··· RECORDS SUPPLIED
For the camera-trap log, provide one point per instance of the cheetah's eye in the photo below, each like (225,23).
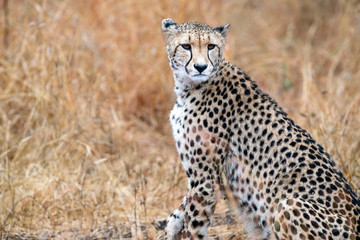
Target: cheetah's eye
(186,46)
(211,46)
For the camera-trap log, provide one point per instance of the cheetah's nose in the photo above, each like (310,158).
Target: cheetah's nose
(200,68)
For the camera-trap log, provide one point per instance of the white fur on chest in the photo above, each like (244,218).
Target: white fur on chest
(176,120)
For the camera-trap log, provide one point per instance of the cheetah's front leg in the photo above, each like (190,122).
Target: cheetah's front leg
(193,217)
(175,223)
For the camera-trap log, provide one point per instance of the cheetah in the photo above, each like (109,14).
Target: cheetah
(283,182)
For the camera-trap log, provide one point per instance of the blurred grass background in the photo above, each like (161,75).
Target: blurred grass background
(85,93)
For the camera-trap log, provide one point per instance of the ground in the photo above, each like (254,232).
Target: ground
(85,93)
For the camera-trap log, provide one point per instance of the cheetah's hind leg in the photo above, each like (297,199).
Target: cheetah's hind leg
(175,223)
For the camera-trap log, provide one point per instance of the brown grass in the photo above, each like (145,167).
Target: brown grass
······
Retype all of the entries above word for word, leaving out the pictures.

For the camera-trap log, provide one point per instance of the cheetah's eye in the photo below, each like (225,23).
Target: cheetah's eye
(186,46)
(211,46)
For the camera-trap log, provide one point per instance of the cheetah's nose in the photo above, each like (310,158).
Target: cheetah's nose
(200,68)
For the camera-trap log, provide one point per instance of the white fur on chest in the photo above, each like (244,218).
Target: white fur on chest
(176,120)
For the camera-trap log, provide one point per instance of the cheetah's front leg in the photo above, each like (190,122).
Target: cheetah's front leg
(193,217)
(175,223)
For the camera-trap log, provide one point per instance of the cheetah in the photo above, each like (109,14).
Target: cheetah
(283,182)
For the camera-trap log, provide one point per instance of the blurred grass background in the photo above, each like (161,75).
Target: blurred grass background
(85,93)
For the camera-trap log, provide one point per instance of the ground in the photo above, each like (254,232).
Target: ground
(85,93)
For the camera-trap log, provide one point per instance of the cheetah's hind leg in the photo above, each like (297,199).
Target: cheetah's hind leg
(175,223)
For the camera-trap log, provide one point per instance of the brown grass in the photo above, each like (145,167).
Target: brown grass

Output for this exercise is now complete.